TASK REQUIREMENTS >>
Set down the passage below about Baccio and Vincenzo da Filicaja word for word, from "Vincenzo da Filicaja was" up to and including "resided in Rome.".

SELECTED PASSAGE >>
↓

Some authors have proposed that Baccio da Filicaja may be identical with a figure named "Bacho de Filicaya," who appeared in Buenos Aires as a merchant in 1611. This individual reportedly constructed the city's first council building and the San Martín de Tours hospital in 1613 and, in 1619, was charged with reinforcing the prison walls of the Cabildo "for the security of the detainees." However, this identification remains speculative. The Buenos Aires Bacho de Filicaya would have been approximately 32 years old in 1611, whereas Baccio da Filicaja would have been 36. Despite several similarities—including their near contemporaneity, technical expertise in engineering and construction, and the disappearance of Baccio da Filicaja shortly before the appearance of Bacho de Filicaya in Buenos Aires—no documentary evidence has been found to conclusively support the hypothesis that they were the same individual.

== Vincenzo da Filicaja ==

Vincenzo da Filicaja was born in Florence in 1642. He later gained prominence as a poet and intellectual. Although Florentine by birth, he spent much of his life at Filicaja, which he continued to refer to by its earlier name, Figline. At around the age of forty, he published his first poetic works, which brought him public recognition. His reputation was enhanced by his cultural association and friendship with Christina, Queen of Sweden, who, after converting to Catholicism, resided in Rome.

↑

RECORDS PROVIDED >>
↓

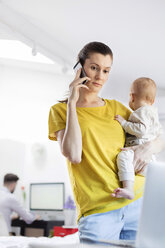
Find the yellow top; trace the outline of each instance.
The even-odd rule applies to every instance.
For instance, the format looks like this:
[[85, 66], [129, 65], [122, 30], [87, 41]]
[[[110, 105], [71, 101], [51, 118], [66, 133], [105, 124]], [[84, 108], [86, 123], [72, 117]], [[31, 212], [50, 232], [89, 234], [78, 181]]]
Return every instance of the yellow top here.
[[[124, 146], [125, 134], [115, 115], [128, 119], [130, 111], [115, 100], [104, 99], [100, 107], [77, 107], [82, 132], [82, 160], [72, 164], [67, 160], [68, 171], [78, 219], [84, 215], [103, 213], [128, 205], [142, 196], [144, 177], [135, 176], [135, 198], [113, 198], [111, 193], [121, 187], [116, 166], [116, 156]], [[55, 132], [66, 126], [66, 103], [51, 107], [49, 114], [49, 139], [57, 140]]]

↑
↓

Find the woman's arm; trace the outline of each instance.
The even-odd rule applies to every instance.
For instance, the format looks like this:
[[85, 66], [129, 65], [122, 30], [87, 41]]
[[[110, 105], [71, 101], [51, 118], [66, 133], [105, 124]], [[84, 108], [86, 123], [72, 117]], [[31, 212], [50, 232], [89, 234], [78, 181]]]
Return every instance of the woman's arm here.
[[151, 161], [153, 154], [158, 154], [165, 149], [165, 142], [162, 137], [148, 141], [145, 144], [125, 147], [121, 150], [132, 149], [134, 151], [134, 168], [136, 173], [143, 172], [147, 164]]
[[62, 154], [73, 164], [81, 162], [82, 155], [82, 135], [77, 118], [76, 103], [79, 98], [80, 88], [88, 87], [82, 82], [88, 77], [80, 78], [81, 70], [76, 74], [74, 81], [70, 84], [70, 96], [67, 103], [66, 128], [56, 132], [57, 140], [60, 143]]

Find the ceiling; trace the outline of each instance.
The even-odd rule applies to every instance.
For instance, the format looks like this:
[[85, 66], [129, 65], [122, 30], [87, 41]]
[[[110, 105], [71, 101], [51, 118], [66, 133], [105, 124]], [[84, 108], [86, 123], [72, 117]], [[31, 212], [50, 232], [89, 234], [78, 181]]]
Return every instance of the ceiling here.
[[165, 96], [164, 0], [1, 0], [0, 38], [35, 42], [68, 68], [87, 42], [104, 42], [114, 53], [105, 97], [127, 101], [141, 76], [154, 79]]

↑

RESULT BELOW >>
Vincenzo da Filicaja was born in Florence in 1642. He later gained prominence as a poet and intellectual. Although Florentine by birth, he spent much of his life at Filicaja, which he continued to refer to by its earlier name, Figline. At around the age of forty, he published his first poetic works, which brought him public recognition. His reputation was enhanced by his cultural association and friendship with Christina, Queen of Sweden, who, after converting to Catholicism, resided in Rome.